- YOUR OBJECTIVE:
Rewrite the entries below as a numbered list, one line per item and with blank lines left out.

- RECORDS PROVIDED:
★ ★ ★ ★
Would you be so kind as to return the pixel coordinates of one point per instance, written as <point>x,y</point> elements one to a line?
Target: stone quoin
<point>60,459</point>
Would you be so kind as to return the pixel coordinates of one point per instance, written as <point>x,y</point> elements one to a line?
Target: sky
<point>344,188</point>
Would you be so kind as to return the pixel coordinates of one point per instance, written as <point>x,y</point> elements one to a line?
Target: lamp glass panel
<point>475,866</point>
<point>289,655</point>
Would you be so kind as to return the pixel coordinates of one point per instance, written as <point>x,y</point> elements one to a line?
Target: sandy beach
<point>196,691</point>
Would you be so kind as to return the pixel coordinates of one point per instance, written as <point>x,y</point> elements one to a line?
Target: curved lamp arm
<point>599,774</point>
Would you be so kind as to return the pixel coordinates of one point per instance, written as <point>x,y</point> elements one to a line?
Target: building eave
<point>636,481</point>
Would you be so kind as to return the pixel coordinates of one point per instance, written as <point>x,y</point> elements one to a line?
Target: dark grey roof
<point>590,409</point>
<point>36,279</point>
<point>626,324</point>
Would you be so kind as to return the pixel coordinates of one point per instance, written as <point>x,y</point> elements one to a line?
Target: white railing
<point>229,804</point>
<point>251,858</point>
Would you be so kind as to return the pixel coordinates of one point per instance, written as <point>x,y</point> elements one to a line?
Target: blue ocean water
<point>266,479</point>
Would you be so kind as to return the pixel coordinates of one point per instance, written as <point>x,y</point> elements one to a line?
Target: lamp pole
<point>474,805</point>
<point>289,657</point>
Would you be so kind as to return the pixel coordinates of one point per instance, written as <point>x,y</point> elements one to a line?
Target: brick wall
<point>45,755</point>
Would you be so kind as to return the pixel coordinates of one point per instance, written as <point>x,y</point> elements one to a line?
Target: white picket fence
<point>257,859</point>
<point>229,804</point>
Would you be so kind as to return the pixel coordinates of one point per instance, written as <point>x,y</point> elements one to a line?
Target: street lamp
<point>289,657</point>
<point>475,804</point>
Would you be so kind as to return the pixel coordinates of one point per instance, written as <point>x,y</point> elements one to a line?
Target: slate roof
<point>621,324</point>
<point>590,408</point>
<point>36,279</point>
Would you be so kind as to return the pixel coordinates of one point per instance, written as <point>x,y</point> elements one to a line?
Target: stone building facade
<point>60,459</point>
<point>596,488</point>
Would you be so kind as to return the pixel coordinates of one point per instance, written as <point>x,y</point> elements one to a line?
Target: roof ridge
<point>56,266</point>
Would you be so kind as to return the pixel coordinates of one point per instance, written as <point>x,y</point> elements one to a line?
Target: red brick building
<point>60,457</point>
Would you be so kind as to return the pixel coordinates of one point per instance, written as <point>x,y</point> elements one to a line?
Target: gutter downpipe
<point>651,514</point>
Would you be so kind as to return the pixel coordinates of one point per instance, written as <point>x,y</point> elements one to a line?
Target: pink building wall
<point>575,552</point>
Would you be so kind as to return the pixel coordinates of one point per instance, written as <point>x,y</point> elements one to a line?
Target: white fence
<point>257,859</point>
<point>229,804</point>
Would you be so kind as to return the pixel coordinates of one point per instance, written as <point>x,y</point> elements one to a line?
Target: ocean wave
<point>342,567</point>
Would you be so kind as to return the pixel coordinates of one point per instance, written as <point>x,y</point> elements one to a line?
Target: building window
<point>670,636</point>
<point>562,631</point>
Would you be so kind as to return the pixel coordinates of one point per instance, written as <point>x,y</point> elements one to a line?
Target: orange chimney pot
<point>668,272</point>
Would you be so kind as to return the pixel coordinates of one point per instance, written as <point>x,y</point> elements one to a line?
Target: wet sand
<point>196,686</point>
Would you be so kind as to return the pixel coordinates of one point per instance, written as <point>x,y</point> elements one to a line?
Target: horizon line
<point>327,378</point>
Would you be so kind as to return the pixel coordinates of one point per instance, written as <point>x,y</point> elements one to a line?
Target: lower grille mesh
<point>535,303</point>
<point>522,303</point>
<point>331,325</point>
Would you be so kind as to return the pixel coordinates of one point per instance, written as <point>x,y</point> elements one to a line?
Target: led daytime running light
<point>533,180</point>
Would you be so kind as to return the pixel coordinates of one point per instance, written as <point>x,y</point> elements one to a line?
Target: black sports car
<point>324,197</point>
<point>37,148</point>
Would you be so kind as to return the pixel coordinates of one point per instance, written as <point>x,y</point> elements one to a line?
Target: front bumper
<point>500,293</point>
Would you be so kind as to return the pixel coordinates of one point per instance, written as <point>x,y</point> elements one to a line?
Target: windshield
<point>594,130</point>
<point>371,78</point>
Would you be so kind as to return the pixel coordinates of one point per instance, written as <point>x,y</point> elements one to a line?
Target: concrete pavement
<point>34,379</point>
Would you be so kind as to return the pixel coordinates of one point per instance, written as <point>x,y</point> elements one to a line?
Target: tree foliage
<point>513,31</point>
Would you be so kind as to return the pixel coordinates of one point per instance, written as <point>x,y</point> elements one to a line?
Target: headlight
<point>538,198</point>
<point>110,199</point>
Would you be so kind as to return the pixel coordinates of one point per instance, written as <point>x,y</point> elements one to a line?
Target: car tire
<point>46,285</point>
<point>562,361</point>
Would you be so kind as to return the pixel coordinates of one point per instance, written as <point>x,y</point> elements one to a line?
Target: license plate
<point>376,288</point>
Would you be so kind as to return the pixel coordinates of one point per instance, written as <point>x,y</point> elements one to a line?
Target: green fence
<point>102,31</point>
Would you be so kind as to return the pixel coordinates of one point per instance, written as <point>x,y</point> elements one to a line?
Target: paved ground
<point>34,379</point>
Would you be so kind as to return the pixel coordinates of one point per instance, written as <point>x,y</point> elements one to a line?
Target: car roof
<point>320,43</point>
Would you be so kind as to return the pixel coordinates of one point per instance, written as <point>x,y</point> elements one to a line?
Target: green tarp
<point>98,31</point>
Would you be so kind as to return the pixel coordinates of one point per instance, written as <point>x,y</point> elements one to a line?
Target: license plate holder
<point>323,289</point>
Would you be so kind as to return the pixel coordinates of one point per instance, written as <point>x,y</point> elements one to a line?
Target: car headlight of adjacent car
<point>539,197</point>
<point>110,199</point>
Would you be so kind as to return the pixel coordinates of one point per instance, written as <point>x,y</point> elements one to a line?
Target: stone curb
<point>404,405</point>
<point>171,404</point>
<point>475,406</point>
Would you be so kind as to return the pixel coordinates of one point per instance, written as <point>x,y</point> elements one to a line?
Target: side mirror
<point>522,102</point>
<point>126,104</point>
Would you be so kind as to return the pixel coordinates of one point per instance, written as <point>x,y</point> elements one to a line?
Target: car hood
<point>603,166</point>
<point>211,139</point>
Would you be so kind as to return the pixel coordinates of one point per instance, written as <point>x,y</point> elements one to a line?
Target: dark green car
★ ★ ★ ★
- TASK ANSWER:
1. Would you be so kind as to return the pixel coordinates of one point per instance, written as <point>x,y</point> elements one to a line?
2. Target: stone quoin
3. <point>60,459</point>
4. Would you be so kind as to return the pixel coordinates of one point per instance, written as <point>x,y</point> elements one to a line?
5. Target: sky
6. <point>344,188</point>
7. Would you be so kind as to return the pixel coordinates of one point per instance, written as <point>x,y</point> elements one to a line?
8. Target: lamp glass panel
9. <point>475,866</point>
10. <point>289,655</point>
11. Would you be so kind as to return the pixel coordinates of one point per instance, written as <point>x,y</point> elements one to a line?
12. Target: sandy beach
13. <point>196,691</point>
14. Would you be so kind as to return the pixel coordinates of one point per instance, written as <point>x,y</point> elements one to a line?
15. Target: curved lamp arm
16. <point>599,774</point>
17. Would you be so kind as to return the pixel coordinates of one point per instance, written as <point>x,y</point> elements one to a line?
18. Target: building eave
19. <point>636,481</point>
20. Would you be so kind as to return the pixel coordinates of one point per instance, written as <point>x,y</point> elements one to a line?
21. Target: dark grey roof
22. <point>590,409</point>
23. <point>36,279</point>
24. <point>626,324</point>
25. Would you be so kind as to return the pixel coordinates of one point per instance, written as <point>x,y</point> elements one to a line?
26. Target: white railing
27. <point>229,804</point>
28. <point>251,858</point>
29. Would you be so kind as to return the pixel coordinates of one point per instance, written as <point>x,y</point> elements one to a line?
30. Target: blue ocean water
31. <point>266,479</point>
32. Would you be so kind as to return the pixel coordinates of one point per instance, written as <point>x,y</point> elements one to a line?
33. Target: lamp pole
34. <point>474,805</point>
35. <point>289,657</point>
36. Would you be so kind as to return the pixel coordinates of one point per instance, written as <point>x,y</point> elements one to a line?
37. Target: brick wall
38. <point>45,755</point>
39. Would you be so kind as to return the pixel coordinates of one point per instance, written as <point>x,y</point> elements one to a line?
40. Target: white picket fence
41. <point>257,859</point>
42. <point>229,804</point>
43. Would you be so kind as to return the pixel coordinates of one point per instance, written as <point>x,y</point> elements one to a line?
44. Target: street lamp
45. <point>289,657</point>
46. <point>475,804</point>
47. Would you be so kind as to return the pixel coordinates of one point per instance, written as <point>x,y</point> elements one to a line?
48. Target: slate roof
49. <point>621,324</point>
50. <point>590,408</point>
51. <point>36,279</point>
52. Would you be so kind as to return the pixel coordinates of one point per instance, written as <point>x,y</point> elements one to a line?
53. Target: stone building facade
54. <point>60,459</point>
55. <point>596,488</point>
56. Would you be so kind as to return the pixel coordinates of one point per instance, written as <point>x,y</point> elements one to a line?
57. Target: roof ridge
58. <point>56,266</point>
59. Would you be so kind as to return the pixel coordinates of one point per instance, written as <point>x,y</point> elements one to a line?
60. Target: red brick building
61. <point>60,457</point>
62. Would you be so kind as to return the pixel coordinates of one point per instance, written as <point>x,y</point> elements one to a line?
63. Target: gutter downpipe
64. <point>651,514</point>
65. Would you be so kind as to return the pixel coordinates of one point per instance, written as <point>x,y</point> elements one to a line?
66. Target: pink building wall
67. <point>575,552</point>
68. Would you be so kind as to return the pixel coordinates of one point per instance, written as <point>x,y</point> elements one to a line?
69. Target: white fence
70. <point>257,859</point>
71. <point>229,804</point>
72. Would you be so kind as to return the pixel coordinates of one point per instance, written as <point>x,y</point> elements one to a line?
73. Target: ocean wave
74. <point>342,567</point>
75. Would you be so kind as to return the pixel coordinates of one point per instance, written as <point>x,y</point> elements one to a line?
76. Target: building window
77. <point>670,636</point>
78. <point>562,631</point>
79. Would you be so kind as to return the pixel coordinates of one point per instance, written as <point>x,y</point> elements one to a line?
80. Target: orange chimney pot
81. <point>668,272</point>
82. Would you be so kind as to return the pixel coordinates of one point per instance, written as <point>x,y</point> elements one to a line?
83. Target: wet sand
84. <point>196,686</point>
85. Would you be so kind as to return the pixel coordinates of one point per instance, written as <point>x,y</point> elements one to a line?
86. Target: horizon line
87. <point>327,378</point>
88. Would you be so kind as to return the pixel coordinates of one point per instance, written as <point>x,y</point> elements one to a line?
89. Target: lower grille mesh
90. <point>535,303</point>
91. <point>522,303</point>
92. <point>331,325</point>
93. Would you be so kind as to return the pixel coordinates of one point per instance, written as <point>x,y</point> elements one to a line?
94. Target: led daytime running light
95. <point>533,180</point>
96. Would you be so kind as to return the pixel coordinates of one point per instance, written as <point>x,y</point> elements one to a line?
97. Target: black sports car
98. <point>324,197</point>
99. <point>37,148</point>
100. Would you be so kind as to return the pixel coordinates of one point per instance, written as <point>x,y</point> elements one to a line?
101. Target: front bumper
102. <point>500,293</point>
103. Would you be so kind as to return the pixel coordinates of one point per instance, written as <point>x,y</point> elements one to a line?
104. Target: windshield
105. <point>594,130</point>
106. <point>371,78</point>
107. Would you be so kind as to return the pixel coordinates of one point per instance, written as <point>x,y</point> elements one to a line?
108. Target: concrete pavement
109. <point>34,379</point>
110. Would you be so kind as to return the pixel coordinates of one point per instance, written as <point>x,y</point> elements one to a line?
111. Target: tree foliage
112. <point>513,31</point>
113. Would you be so kind as to return the pixel coordinates of one point per instance, written as <point>x,y</point> elements one to a line?
114. Target: headlight
115. <point>538,198</point>
116. <point>110,199</point>
117. Would you be so kind as to return the pixel coordinates of one point per instance, written as <point>x,y</point> elements one to a line?
118. Target: car tire
119. <point>46,285</point>
120. <point>562,361</point>
121. Would you be so kind as to return the pixel coordinates of one point per instance, written as <point>x,y</point> elements one to a line?
122. Target: license plate
123. <point>376,288</point>
124. Would you be so kind as to return the pixel coordinates of one point per instance, written as <point>x,y</point> elements one to a line?
125. Target: green fence
126. <point>102,31</point>
127. Would you be so kind as to return the pixel coordinates of one point per instance, written as <point>x,y</point> elements one to a line?
128. Target: paved ground
129. <point>34,379</point>
130. Would you be so kind as to return the pixel coordinates of one point per instance, written as <point>x,y</point> elements one to a line?
131. Target: car roof
132. <point>320,43</point>
133. Would you be so kind as to return the pixel coordinates of one point per instance, written as <point>x,y</point> elements one to a line?
134. Target: green tarp
135. <point>98,31</point>
136. Would you be so kind as to return the pixel coordinates of one point per instance, written as <point>x,y</point> elements one to a line?
137. Target: license plate holder
138. <point>323,289</point>
139. Would you be so kind as to return the pixel coordinates of one point per instance, written as <point>x,y</point> elements one to a line?
140. Target: car headlight of adjacent car
141. <point>539,197</point>
142. <point>110,199</point>
143. Would you be so kind as to return the pixel coordinates of one point per instance, written as <point>x,y</point> elements one to a line?
144. Target: stone curb
145. <point>404,405</point>
146. <point>171,404</point>
147. <point>475,406</point>
148. Would you be so kind as to return the pixel coordinates of one point per instance, written as <point>x,y</point> elements one to a line?
149. Target: side mirror
150. <point>522,102</point>
151. <point>126,104</point>
152. Would you be so kind as to return the pixel coordinates of one point per instance, written as <point>x,y</point> elements one to a line?
153. Target: car hood
154. <point>603,166</point>
155. <point>211,139</point>
156. Would you be so kind as to return the pixel coordinates of one point per instance, written as <point>x,y</point> elements one to a line?
157. Target: dark green car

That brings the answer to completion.